- Problem -
The records below are to be retyped in full, without any alteration.

Records for processing: Begin

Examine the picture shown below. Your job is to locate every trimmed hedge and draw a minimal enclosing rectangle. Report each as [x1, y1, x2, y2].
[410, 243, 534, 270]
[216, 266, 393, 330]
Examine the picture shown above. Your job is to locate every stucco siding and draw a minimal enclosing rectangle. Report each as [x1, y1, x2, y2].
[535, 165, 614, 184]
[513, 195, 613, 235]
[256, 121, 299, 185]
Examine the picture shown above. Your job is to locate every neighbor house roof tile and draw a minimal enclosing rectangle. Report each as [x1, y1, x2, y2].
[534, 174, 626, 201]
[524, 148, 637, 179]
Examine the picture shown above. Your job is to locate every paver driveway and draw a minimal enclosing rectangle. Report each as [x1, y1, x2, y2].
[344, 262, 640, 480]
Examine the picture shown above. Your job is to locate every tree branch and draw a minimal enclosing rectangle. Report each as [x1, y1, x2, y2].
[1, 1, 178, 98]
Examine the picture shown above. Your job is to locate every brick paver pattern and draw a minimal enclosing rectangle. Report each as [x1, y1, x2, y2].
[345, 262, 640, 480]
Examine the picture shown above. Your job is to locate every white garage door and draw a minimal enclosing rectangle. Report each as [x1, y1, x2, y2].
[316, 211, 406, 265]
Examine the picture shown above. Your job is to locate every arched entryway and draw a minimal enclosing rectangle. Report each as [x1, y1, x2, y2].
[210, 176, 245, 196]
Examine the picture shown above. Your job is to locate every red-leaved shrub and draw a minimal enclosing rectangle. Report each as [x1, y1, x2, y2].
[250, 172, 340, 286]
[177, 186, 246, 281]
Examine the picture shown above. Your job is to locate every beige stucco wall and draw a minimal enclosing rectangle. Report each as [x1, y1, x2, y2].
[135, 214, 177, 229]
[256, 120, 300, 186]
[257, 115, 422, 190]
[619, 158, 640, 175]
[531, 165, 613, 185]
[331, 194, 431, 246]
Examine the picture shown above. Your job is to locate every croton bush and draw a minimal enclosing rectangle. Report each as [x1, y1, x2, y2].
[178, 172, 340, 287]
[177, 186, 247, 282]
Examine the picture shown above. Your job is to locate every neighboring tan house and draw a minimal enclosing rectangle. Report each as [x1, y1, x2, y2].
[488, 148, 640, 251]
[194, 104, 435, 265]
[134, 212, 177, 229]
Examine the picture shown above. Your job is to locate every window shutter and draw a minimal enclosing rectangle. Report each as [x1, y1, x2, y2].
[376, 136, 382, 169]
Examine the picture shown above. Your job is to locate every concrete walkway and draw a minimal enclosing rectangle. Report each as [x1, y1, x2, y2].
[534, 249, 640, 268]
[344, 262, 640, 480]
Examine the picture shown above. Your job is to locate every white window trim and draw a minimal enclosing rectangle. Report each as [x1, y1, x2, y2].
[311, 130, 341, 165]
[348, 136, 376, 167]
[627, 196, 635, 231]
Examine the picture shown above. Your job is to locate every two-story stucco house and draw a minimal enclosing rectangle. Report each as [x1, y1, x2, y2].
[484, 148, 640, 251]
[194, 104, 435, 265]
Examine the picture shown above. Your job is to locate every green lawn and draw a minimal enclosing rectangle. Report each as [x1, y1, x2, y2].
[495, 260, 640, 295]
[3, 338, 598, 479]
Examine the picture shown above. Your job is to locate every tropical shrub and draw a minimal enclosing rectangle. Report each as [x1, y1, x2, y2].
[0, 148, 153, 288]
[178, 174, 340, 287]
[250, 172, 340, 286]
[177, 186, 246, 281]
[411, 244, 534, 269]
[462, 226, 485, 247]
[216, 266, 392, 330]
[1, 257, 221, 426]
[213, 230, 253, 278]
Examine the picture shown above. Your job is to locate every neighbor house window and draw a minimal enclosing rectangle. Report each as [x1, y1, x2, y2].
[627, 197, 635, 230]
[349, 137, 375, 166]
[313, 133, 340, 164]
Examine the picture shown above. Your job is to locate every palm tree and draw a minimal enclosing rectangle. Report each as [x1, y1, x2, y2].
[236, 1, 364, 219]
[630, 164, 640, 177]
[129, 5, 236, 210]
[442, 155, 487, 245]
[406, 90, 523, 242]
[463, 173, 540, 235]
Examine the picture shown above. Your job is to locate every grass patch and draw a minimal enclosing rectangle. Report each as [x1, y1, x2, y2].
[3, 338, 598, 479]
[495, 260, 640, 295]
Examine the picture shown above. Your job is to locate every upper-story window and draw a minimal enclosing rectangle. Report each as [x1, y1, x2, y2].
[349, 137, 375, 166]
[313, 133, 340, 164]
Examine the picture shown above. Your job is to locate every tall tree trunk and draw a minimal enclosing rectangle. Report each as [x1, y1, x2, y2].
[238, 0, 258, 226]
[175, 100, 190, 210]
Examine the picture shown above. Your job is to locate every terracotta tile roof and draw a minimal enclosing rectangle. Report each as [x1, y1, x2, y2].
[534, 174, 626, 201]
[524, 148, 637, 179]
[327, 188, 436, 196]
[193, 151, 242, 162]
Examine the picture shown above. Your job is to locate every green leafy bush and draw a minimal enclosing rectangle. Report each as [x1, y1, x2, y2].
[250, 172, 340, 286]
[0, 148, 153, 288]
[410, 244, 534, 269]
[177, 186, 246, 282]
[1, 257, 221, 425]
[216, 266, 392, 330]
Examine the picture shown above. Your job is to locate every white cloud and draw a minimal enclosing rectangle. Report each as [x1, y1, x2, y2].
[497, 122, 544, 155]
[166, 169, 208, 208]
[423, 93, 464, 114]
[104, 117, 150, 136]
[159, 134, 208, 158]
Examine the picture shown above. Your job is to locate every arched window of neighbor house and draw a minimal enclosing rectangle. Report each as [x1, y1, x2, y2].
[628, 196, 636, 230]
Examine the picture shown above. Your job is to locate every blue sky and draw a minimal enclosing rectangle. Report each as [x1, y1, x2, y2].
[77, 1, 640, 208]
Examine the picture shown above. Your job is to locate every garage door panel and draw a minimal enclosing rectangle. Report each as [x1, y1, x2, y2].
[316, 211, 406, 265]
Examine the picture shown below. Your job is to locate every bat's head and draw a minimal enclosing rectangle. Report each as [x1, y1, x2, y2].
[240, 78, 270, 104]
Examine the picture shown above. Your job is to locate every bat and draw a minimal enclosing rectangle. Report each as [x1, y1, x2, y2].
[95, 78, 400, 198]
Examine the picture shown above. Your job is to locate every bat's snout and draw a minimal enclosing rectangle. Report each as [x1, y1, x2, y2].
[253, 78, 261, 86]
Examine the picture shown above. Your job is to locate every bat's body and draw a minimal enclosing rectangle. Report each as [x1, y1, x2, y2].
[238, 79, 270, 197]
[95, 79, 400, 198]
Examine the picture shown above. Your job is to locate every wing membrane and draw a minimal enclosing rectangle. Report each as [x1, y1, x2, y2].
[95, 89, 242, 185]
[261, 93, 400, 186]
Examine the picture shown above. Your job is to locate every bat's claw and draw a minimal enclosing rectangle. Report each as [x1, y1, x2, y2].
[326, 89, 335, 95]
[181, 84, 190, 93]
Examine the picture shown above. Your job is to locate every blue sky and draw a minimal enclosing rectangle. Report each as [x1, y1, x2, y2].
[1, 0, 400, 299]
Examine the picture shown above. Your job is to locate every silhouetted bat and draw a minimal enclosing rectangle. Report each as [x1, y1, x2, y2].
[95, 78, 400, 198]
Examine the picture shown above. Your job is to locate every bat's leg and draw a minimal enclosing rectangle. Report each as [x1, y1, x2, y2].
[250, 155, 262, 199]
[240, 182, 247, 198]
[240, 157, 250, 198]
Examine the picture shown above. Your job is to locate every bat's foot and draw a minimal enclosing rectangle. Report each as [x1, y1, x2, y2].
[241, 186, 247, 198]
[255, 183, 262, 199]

Records for processing: End

- Written reply -
Examine the picture shown below. Your job is to locate every trimmed hedge and draw a minimal enclosing rectangle. Report each as [x1, y1, x2, y2].
[410, 243, 534, 270]
[216, 266, 393, 330]
Examine the picture shown above. Your job is to locate every stucco siding and draw a minimal enclosing rectangle. Report each as [x1, y1, x2, y2].
[535, 165, 614, 184]
[513, 195, 613, 235]
[256, 121, 299, 185]
Examine the picture shown above. Your job is to locate every neighbor house roof tile and draw a minimal enclosing rectangle. Report each as [x1, y1, x2, y2].
[534, 174, 626, 201]
[524, 148, 637, 179]
Examine the picture shown above. Your job is to locate every paver driveway and draw a minimal enclosing rectangle. Report each as [x1, y1, x2, y2].
[344, 262, 640, 480]
Examine the picture shown above. Your job is to locate every tree branch and draw a minimal enclosing rectangle. Report each as [x1, y1, x2, y2].
[1, 1, 178, 98]
Examine the picture shown above. Your job is to locate every brick paver pattern and draw a minimal enclosing rectangle. Report each as [x1, y1, x2, y2].
[345, 262, 640, 480]
Examine the picture shown above. Your job is to locate every white garage door and draw a minimal enclosing rectangle. Report each as [x1, y1, x2, y2].
[316, 211, 406, 265]
Examine the picture shown above. Your job is to locate every arched entryway and draw a minimal enclosing rectangle. Report each as [x1, y1, x2, y2].
[210, 176, 245, 196]
Examine the picture shown above. Your job is to locate every red-leaved shrub and draw a minimal enclosing rectangle. Report each as [x1, y1, x2, y2].
[250, 172, 340, 286]
[177, 186, 246, 281]
Examine the picture shown above. Your job is to locate every beige stucco wall and draw a minimal enclosing rectangle. Report each as [x1, y1, x2, y2].
[135, 214, 177, 229]
[256, 120, 300, 186]
[257, 115, 422, 190]
[619, 158, 640, 175]
[531, 165, 613, 185]
[331, 194, 431, 246]
Examine the picture shown above. Your job is to locate every croton bush and draw a minimal enclosing rectangle. Report each as [x1, y1, x2, y2].
[178, 172, 340, 287]
[177, 186, 247, 282]
Examine the picture shown above. Your job is to locate every neighboring tan house and draw a minimal enclosing rectangle. Report each as [x1, y1, x2, y2].
[488, 148, 640, 251]
[194, 104, 435, 265]
[134, 212, 177, 229]
Examine the picture shown above. Your job is to locate every window shutter and draw a minimal enclosing rectangle. Report each as [x1, y1, x2, y2].
[376, 136, 382, 169]
Examine the picture shown above. Your job is to locate every concrete walkway and draw a minimal enclosing rectangle. Report each as [x1, y1, x2, y2].
[534, 249, 640, 268]
[344, 262, 640, 480]
Examine the picture shown above. Your job is to locate every white window trim and draw a minimal enclosing rectangle. Report each as [x1, y1, x2, y2].
[311, 130, 341, 165]
[348, 136, 376, 167]
[627, 196, 635, 231]
Examine the picture shown above. Your job is to locate every two-story stucco house and draw a minimal enclosing rectangle. Report each as [x1, y1, x2, y2].
[484, 148, 640, 251]
[194, 104, 435, 265]
Examine the picture shown above. Your job is to locate every green lawn and draw a minimal enclosing rectangle. Report each as [x1, y1, x2, y2].
[495, 260, 640, 295]
[3, 338, 598, 479]
Examine the picture shown above. Your job is to locate every tropical shrub and draw a minimal enclosing rectangle. Report each as [x1, y1, x2, y2].
[0, 148, 153, 288]
[178, 174, 340, 287]
[250, 172, 340, 286]
[177, 186, 246, 281]
[411, 244, 534, 269]
[462, 226, 485, 247]
[216, 266, 392, 330]
[1, 257, 221, 426]
[213, 230, 253, 278]
Examine the picture shown above. Your job is to locate every neighbor house window and draw a minimal enclosing rectangle. Report each as [x1, y1, x2, y2].
[627, 197, 635, 230]
[349, 137, 375, 166]
[313, 133, 340, 164]
Examine the picture shown above. Your job is to locate every palm tree and draw a minimal enclosing rectangle. Report each as [x1, y1, x2, y2].
[236, 1, 364, 219]
[630, 164, 640, 177]
[129, 5, 236, 210]
[442, 155, 487, 245]
[406, 90, 523, 242]
[463, 173, 540, 235]
Examine the picture shown above. Your job is to locate every grass patch and draw a minimal enclosing rectangle. Report each as [x1, y1, x2, y2].
[3, 338, 598, 479]
[495, 260, 640, 295]
Examine the picture shown above. Your job is to locate every upper-story window and draw a minimal enclosing rectangle. Report each as [x1, y1, x2, y2].
[349, 137, 375, 166]
[313, 133, 340, 164]
Examine the picture shown above. Your job is to locate every tall tree trunk and draw a minimal enclosing rectangle. Report each as [x1, y1, x2, y2].
[238, 0, 258, 226]
[175, 100, 190, 210]
Examine the picture shown above. Your job is to locate every terracotta tile roof and draw a minimal enclosing rectangle. Report each as [x1, y1, x2, y2].
[534, 174, 626, 201]
[524, 148, 637, 179]
[327, 188, 436, 196]
[193, 151, 242, 162]
Examine the picture shown above. Your job is to locate every green leafy bush and draw a minimal enclosing rectangle. Report each as [x1, y1, x2, y2].
[250, 172, 340, 286]
[0, 148, 153, 288]
[410, 244, 534, 269]
[177, 186, 246, 282]
[1, 257, 221, 425]
[216, 266, 392, 330]
Examine the picture shown above. Your job is to locate every white cloud and draw a minimal enclosing rectangle. Report each as [x1, y1, x2, y2].
[497, 122, 544, 155]
[166, 169, 208, 208]
[423, 93, 464, 114]
[104, 117, 150, 136]
[159, 134, 208, 158]
Examine the picture shown above. Your job is to locate every arched window of neighbor house and draw a minimal enclosing rectangle. Report each as [x1, y1, x2, y2].
[628, 196, 636, 230]
Examine the picture shown above. Your job is to locate every blue sky and draw a minimal enclosing rectangle. Report each as [x1, y1, x2, y2].
[77, 1, 640, 208]
Examine the picture shown above. Your job is to locate every garage door panel and draw a minimal enclosing rectangle. Report each as [x1, y1, x2, y2].
[316, 211, 406, 265]
Examine the picture shown below. Your job is to locate every bat's head and draw a minimal enclosing rectangle. Report each as [x1, y1, x2, y2].
[240, 78, 270, 104]
Examine the picture shown above. Your job is to locate every bat and draw a minimal enclosing rectangle. Report each as [x1, y1, x2, y2].
[95, 78, 400, 198]
Examine the picture shown above. Your job is to locate every bat's snout and draw a minimal enclosing rectangle. Report each as [x1, y1, x2, y2].
[253, 78, 261, 86]
Examine the picture shown above. Your job is to locate every bat's body and draw a minimal enclosing rectangle. Report each as [x1, y1, x2, y2].
[238, 79, 270, 197]
[95, 79, 400, 198]
Examine the picture shown above. Your job is to locate every wing membrane and draw a minimal enclosing rectangle. Report each as [x1, y1, x2, y2].
[95, 89, 242, 185]
[261, 93, 400, 186]
Examine the picture shown above. Your job is to locate every bat's claw and draw a minimal enclosing rectangle. Report each as [x1, y1, x2, y2].
[326, 89, 335, 95]
[181, 84, 190, 93]
Examine the picture shown above. Your job is to locate every blue sky and draw a minimal enclosing rectangle. Report each as [x1, y1, x2, y2].
[1, 0, 400, 299]
Examine the picture shown above. Your job is to locate every silhouetted bat and draw a minimal enclosing rectangle. Report each as [x1, y1, x2, y2].
[95, 78, 400, 198]
Examine the picture shown above. Your job is to locate every bat's leg and draw a minimal enclosing rectangle. Report each as [x1, y1, x2, y2].
[250, 155, 262, 199]
[240, 182, 247, 198]
[240, 157, 250, 198]
Examine the picture shown above. Your job is to locate every bat's foot and draw a minimal enclosing rectangle. Report each as [x1, y1, x2, y2].
[241, 186, 247, 198]
[255, 183, 262, 199]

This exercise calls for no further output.